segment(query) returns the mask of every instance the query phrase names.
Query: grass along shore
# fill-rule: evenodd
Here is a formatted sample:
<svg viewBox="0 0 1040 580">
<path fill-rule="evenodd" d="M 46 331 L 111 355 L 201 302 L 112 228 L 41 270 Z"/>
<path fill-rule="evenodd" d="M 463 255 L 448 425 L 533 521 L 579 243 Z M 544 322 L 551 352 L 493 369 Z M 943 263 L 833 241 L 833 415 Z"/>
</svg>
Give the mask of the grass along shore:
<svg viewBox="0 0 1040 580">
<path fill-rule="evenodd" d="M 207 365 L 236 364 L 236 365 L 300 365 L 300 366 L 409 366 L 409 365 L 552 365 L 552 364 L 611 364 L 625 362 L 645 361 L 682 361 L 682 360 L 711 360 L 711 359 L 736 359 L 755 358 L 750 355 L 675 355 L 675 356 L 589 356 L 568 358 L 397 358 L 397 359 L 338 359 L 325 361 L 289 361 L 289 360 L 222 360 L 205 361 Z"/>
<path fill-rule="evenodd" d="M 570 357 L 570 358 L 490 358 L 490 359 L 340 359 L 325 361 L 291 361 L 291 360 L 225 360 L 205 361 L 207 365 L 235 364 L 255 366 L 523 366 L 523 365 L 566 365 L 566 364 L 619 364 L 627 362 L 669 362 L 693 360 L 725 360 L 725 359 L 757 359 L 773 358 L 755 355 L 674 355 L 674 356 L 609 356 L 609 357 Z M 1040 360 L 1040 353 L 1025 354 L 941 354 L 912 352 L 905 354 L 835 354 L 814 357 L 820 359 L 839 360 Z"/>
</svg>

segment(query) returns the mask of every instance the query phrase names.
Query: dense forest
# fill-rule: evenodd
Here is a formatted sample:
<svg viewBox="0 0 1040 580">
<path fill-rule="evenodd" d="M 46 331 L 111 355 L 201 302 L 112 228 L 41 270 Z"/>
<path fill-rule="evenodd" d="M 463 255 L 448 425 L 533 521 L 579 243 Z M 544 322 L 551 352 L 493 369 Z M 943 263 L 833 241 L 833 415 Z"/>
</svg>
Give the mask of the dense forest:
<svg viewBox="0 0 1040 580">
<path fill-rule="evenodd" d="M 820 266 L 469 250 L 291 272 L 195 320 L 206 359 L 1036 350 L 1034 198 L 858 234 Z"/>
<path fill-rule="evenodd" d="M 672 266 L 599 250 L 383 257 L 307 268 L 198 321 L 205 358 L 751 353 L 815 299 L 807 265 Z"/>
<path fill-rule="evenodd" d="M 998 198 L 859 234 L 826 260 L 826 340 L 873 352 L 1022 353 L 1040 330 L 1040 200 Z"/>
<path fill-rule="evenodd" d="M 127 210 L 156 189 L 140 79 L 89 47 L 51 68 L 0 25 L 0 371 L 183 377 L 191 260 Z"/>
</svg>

(Exercise):
Line by line, print the listing above exactly.

(Solution to this exercise):
segment(query) returns the mask of every instance the query phrase names.
Query: grass along shore
# fill-rule: evenodd
Here is a formatted sample:
<svg viewBox="0 0 1040 580">
<path fill-rule="evenodd" d="M 46 331 L 111 355 L 201 302 L 112 228 L 41 270 Z"/>
<path fill-rule="evenodd" d="M 463 255 L 448 425 L 533 521 L 579 243 Z M 544 322 L 551 352 L 493 369 Z M 943 263 L 833 241 L 833 415 Z"/>
</svg>
Give the mask of the grass along shore:
<svg viewBox="0 0 1040 580">
<path fill-rule="evenodd" d="M 207 365 L 236 364 L 236 365 L 300 365 L 300 366 L 409 366 L 409 365 L 552 365 L 552 364 L 611 364 L 625 362 L 645 361 L 682 361 L 682 360 L 711 360 L 711 359 L 736 359 L 755 358 L 750 355 L 675 355 L 675 356 L 589 356 L 568 358 L 397 358 L 397 359 L 338 359 L 325 361 L 289 361 L 289 360 L 222 360 L 205 361 Z"/>
<path fill-rule="evenodd" d="M 570 357 L 570 358 L 490 358 L 490 359 L 340 359 L 325 361 L 291 361 L 291 360 L 225 360 L 205 361 L 207 365 L 235 364 L 255 366 L 523 366 L 523 365 L 566 365 L 566 364 L 619 364 L 627 362 L 669 362 L 693 360 L 725 360 L 725 359 L 757 359 L 773 358 L 755 355 L 674 355 L 674 356 L 609 356 L 609 357 Z M 1040 360 L 1040 353 L 1025 354 L 941 354 L 912 352 L 905 354 L 835 354 L 814 357 L 820 359 L 839 360 Z"/>
</svg>

segment(query) returns the mask of every instance the query phrase names.
Query: dense forest
# fill-rule: evenodd
Here is a formatted sample:
<svg viewBox="0 0 1040 580">
<path fill-rule="evenodd" d="M 46 331 L 111 355 L 201 302 L 112 228 L 41 270 Z"/>
<path fill-rule="evenodd" d="M 463 255 L 448 425 L 533 521 L 579 243 Z M 544 322 L 551 352 L 493 369 Z M 943 263 L 833 241 L 833 415 Z"/>
</svg>
Give the mask of the dense forest:
<svg viewBox="0 0 1040 580">
<path fill-rule="evenodd" d="M 820 266 L 469 250 L 291 272 L 195 320 L 206 359 L 1036 350 L 1034 198 L 858 234 Z"/>
<path fill-rule="evenodd" d="M 672 266 L 599 250 L 383 257 L 307 268 L 198 321 L 205 358 L 751 353 L 815 299 L 807 265 Z"/>
<path fill-rule="evenodd" d="M 998 198 L 859 234 L 826 260 L 826 340 L 873 352 L 1022 353 L 1040 330 L 1040 200 Z"/>
<path fill-rule="evenodd" d="M 127 210 L 156 189 L 140 79 L 89 47 L 51 68 L 0 25 L 0 371 L 183 377 L 191 260 Z"/>
</svg>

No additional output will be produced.